Point-per-instance localization data:
_ _ _ _ _
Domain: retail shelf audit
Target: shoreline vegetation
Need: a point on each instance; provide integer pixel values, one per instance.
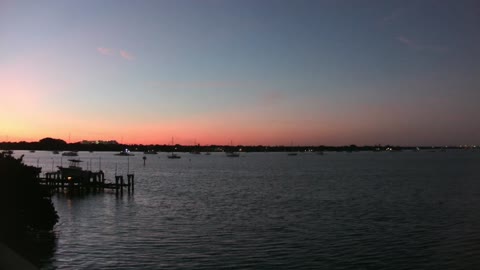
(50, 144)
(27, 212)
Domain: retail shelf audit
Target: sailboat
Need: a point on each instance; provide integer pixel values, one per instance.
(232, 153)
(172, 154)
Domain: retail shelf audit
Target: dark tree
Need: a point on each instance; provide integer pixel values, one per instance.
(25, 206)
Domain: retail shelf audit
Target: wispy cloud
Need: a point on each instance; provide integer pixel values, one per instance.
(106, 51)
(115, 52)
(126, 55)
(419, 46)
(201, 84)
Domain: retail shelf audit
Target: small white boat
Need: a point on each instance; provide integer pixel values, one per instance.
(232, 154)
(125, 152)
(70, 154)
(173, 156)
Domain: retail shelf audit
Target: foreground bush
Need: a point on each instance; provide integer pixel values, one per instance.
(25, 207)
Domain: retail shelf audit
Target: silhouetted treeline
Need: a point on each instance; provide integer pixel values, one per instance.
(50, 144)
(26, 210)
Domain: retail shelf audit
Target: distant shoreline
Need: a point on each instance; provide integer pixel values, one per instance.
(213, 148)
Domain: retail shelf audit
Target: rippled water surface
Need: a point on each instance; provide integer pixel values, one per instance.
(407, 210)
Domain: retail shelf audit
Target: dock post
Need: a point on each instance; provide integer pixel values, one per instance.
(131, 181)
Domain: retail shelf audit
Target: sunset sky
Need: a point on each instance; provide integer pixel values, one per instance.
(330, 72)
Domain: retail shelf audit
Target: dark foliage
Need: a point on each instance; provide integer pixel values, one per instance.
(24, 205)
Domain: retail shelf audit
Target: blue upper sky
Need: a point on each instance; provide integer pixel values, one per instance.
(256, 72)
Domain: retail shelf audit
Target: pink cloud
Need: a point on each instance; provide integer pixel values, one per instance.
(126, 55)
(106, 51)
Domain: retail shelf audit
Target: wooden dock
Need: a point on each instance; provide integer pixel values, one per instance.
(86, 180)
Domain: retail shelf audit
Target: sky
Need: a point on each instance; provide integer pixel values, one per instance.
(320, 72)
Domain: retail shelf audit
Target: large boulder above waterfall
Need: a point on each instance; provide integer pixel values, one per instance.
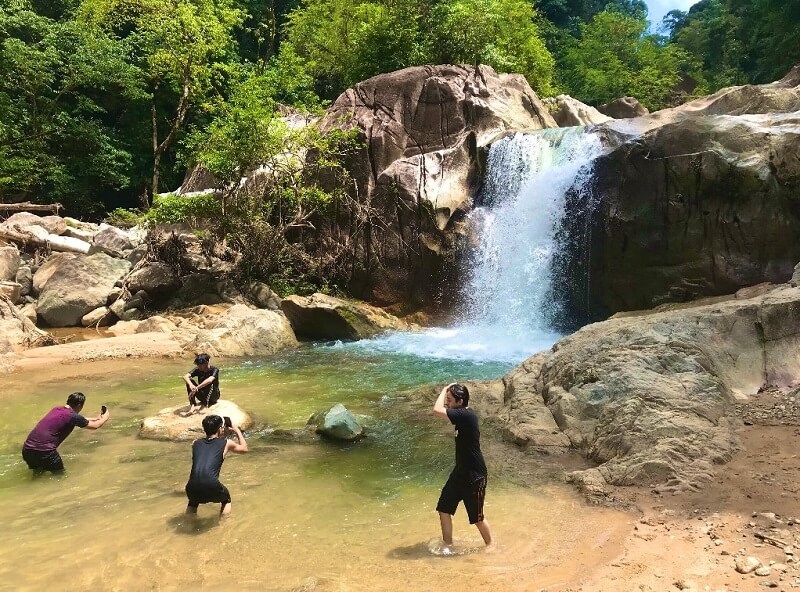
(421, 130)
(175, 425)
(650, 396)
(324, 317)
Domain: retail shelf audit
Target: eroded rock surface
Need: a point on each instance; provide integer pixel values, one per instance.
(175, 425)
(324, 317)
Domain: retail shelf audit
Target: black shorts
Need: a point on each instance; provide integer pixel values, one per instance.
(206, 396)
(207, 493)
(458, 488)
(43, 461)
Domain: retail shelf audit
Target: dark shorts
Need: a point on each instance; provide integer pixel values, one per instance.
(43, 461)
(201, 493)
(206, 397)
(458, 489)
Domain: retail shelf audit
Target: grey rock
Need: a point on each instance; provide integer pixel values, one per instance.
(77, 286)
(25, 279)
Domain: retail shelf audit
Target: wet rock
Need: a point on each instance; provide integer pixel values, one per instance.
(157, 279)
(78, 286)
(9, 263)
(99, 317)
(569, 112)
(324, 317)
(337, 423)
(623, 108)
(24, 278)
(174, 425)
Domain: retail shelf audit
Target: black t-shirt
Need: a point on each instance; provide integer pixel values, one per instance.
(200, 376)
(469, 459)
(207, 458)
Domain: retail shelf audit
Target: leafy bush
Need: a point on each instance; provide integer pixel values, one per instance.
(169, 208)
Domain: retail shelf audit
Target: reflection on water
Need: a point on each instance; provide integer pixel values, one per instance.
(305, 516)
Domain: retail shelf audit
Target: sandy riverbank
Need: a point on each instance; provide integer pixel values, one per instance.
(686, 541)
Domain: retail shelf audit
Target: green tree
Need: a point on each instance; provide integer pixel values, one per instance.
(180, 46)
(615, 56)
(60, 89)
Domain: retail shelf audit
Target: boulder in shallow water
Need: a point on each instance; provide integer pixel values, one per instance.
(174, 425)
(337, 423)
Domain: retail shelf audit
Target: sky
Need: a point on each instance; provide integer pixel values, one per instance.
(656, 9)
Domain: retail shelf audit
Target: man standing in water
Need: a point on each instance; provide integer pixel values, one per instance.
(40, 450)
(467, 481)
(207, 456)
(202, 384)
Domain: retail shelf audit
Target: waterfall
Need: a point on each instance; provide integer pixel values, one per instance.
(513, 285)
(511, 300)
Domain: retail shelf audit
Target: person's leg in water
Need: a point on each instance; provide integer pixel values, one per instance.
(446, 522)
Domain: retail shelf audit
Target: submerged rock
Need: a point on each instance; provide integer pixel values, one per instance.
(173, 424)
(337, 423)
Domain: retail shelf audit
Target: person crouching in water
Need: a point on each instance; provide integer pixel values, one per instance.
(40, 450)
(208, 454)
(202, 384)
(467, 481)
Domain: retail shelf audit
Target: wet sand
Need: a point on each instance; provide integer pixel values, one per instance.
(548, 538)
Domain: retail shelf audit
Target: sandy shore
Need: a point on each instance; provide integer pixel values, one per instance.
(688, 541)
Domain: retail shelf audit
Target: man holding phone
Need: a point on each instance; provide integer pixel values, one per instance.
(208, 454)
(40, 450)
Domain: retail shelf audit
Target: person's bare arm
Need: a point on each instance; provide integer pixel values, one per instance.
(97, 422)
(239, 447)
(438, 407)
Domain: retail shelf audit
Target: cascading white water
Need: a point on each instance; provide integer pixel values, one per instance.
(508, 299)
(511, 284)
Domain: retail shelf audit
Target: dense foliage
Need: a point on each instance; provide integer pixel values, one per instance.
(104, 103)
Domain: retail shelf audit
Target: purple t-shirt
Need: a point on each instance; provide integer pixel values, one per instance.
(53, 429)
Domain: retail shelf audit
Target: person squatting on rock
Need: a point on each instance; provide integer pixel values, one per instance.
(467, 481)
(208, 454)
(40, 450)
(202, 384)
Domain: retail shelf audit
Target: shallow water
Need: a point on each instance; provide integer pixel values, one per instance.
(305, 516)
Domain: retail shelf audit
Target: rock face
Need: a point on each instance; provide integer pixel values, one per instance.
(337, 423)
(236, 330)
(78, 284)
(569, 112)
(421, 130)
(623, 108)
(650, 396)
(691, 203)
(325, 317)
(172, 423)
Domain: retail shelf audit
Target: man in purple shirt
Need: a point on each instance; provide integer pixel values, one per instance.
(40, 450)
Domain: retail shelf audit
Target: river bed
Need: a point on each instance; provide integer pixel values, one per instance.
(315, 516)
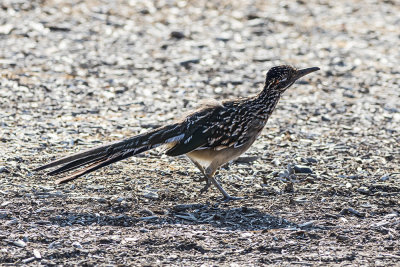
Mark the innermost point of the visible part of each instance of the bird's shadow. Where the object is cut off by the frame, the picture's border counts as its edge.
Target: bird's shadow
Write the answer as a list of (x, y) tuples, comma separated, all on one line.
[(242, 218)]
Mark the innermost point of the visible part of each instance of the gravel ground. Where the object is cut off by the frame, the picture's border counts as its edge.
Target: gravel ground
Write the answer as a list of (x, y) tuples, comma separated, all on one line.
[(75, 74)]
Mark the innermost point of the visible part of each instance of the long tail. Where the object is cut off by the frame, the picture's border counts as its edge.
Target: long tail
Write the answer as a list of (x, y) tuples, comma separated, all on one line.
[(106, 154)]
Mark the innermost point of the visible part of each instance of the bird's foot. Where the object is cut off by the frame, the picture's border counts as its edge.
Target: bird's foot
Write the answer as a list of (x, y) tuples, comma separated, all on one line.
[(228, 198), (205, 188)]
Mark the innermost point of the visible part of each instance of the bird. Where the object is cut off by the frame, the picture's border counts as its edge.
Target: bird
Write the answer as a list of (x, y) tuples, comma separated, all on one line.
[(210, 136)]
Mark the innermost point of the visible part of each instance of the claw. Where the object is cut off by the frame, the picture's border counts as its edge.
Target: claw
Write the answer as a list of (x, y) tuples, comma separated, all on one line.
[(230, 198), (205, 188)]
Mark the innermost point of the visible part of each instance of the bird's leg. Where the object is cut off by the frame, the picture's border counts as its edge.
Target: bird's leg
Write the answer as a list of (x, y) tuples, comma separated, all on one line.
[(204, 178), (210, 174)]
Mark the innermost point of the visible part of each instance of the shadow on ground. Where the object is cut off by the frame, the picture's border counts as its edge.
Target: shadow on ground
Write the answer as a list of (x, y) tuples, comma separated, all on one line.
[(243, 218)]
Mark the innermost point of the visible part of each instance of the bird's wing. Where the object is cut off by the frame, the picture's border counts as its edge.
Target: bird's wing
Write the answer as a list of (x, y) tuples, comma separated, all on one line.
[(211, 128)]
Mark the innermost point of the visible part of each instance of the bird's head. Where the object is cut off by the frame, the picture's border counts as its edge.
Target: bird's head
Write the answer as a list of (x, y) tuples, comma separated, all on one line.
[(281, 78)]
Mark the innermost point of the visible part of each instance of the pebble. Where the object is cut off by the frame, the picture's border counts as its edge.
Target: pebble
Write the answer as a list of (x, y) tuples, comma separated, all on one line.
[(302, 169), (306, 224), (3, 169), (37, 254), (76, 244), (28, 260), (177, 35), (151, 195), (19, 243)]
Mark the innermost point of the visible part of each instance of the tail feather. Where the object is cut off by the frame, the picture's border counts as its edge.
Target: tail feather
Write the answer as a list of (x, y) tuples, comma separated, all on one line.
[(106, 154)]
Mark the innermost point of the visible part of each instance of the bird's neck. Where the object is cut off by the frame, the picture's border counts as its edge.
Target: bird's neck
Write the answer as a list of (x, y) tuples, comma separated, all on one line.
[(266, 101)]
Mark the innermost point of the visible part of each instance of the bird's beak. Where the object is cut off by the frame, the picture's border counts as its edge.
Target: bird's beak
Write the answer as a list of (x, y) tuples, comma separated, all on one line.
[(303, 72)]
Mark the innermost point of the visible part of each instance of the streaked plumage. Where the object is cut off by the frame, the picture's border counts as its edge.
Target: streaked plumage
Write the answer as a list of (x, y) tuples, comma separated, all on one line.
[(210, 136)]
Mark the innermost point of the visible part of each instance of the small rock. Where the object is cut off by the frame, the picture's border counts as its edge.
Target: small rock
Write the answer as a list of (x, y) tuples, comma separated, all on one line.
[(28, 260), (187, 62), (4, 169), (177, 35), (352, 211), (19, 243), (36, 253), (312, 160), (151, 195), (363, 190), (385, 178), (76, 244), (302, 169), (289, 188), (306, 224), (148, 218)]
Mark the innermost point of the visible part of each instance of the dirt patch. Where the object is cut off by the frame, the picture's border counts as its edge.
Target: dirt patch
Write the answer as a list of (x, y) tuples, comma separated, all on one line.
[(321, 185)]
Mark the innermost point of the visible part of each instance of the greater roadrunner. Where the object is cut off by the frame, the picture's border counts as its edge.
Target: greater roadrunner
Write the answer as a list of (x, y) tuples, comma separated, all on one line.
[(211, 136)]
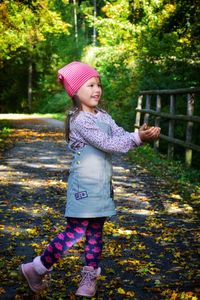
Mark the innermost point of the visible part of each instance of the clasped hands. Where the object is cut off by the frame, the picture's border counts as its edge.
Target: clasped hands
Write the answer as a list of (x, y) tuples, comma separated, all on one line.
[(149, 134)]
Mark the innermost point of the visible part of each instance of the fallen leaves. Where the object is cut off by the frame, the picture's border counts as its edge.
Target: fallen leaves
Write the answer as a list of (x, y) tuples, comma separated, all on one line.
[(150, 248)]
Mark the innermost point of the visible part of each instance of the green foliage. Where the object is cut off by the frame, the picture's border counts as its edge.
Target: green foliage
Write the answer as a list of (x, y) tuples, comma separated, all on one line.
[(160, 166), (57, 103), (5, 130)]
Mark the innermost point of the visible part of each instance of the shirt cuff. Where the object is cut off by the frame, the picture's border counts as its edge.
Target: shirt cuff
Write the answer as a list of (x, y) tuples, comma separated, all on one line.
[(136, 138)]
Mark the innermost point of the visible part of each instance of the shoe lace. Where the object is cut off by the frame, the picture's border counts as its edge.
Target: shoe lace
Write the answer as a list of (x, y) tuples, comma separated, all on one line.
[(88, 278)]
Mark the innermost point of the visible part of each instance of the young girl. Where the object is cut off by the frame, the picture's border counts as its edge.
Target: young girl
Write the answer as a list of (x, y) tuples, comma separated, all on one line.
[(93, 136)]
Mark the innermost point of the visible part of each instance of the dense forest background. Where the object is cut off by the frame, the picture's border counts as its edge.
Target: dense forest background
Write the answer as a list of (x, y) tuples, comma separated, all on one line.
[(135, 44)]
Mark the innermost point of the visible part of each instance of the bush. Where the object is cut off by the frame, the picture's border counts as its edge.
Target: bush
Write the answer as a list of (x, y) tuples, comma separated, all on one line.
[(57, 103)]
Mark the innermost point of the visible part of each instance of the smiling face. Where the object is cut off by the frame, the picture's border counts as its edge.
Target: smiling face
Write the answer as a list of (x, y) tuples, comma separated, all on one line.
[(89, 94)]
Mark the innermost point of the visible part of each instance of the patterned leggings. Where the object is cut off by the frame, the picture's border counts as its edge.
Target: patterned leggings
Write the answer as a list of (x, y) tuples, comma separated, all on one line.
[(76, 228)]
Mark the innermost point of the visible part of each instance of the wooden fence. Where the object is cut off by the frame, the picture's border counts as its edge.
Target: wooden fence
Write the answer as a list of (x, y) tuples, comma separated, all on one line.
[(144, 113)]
_ _ _ _ _
Directions for this task - Only the line that contains "Target: smiling face" and the lines after it, through the end of the data above, are to be repeated exactly.

Response area -
Target: smiling face
Write the answer as a list of (x, y) tuples, comma separated, all on one line.
[(89, 94)]
Mark the innermost point of the visible part of each instance of the patterned leggings. Where the object is cut off by the frame, the picture's border counts as its edge.
Target: patterned leggings
Write the answer as a list of (x, y) tuples, comma separated, all on one line.
[(76, 228)]
Mark the innermost point of the visible part of each instance of the wooden fence. Where the object is cut off by the frame, the picture's border counts as its edge.
Target: wooden fence
Write the answer as a list of (x, y) tuples, comma separated, all on one line.
[(144, 113)]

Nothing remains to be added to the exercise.